> **TASK OBJECTIVE**
Reproduce the blog post on sex differences and the fading of the family in full, word for word.

Wednesday, January 18, 2023

Sex differences, the fading of the family and the atomization of post-American society

 I've had one of those experiences over the last couple of days in which I've come across multiple articles that, taken together, present a theme.

Yesterday I read the Real Clear Investigations piece by urbanist Joel Kotkin and American Enterprise Institute scholar Samuel J. Abrams entitled "The Rise of the Single Woke (and Young, Democratic) Female." It's a statistics-rich deep dive into how "childless women are joining African Americans as the Democrats' most reliable supporters."

Their power is growing thanks to the demographic winds. The number of never married women has grown from about 20% in 1950 to over 30% in 2022, while the percentage of married women has declined from almost 70% in 1950 to under 50% today. Overall, the percentage of married households with children has declined from 37% in 1976 to 21% today.

> **DATA EXTRACT**
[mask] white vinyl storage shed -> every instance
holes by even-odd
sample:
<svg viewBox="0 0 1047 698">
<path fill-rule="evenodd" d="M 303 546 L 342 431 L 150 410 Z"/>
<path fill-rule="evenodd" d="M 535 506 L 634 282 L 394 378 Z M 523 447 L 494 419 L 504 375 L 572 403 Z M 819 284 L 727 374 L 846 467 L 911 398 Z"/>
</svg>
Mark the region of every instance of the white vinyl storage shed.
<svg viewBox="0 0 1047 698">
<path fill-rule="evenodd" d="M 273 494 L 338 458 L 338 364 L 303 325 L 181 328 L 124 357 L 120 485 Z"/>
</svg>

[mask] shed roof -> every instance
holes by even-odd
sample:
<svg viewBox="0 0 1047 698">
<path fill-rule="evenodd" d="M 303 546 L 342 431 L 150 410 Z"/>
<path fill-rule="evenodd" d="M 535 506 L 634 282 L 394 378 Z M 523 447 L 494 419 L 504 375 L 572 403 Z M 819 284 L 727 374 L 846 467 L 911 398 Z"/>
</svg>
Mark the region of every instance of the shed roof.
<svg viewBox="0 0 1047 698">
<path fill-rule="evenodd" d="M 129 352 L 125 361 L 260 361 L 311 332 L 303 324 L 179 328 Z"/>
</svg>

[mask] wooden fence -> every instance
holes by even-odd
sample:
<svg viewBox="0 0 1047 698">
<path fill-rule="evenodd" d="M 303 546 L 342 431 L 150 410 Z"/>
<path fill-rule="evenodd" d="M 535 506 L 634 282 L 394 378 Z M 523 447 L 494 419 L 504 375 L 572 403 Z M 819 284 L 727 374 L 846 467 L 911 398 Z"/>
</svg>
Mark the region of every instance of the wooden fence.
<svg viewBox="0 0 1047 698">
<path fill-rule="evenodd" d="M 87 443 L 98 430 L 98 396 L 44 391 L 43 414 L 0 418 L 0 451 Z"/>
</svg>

> **RESPONSE AREA**
Wednesday, January 18, 2023

Sex differences, the fading of the family and the atomization of post-American society

 I've had one of those experiences over the last couple of days in which I've come across multiple articles that, taken together, present a theme.

Yesterday I read the Real Clear Investigations piece by urbanist Joel Kotkin and American Enterprise Institute scholar Samuel J. Abrams entitled "The Rise of the Single Woke (and Young, Democratic) Female." It's a statistics-rich deep dive into how "childless women are joining African Americans as the Democrats' most reliable supporters."

Their power is growing thanks to the demographic winds. The number of never married women has grown from about 20% in 1950 to over 30% in 2022, while the percentage of married women has declined from almost 70% in 1950 to under 50% today. Overall, the percentage of married households with children has declined from 37% in 1976 to 21% today.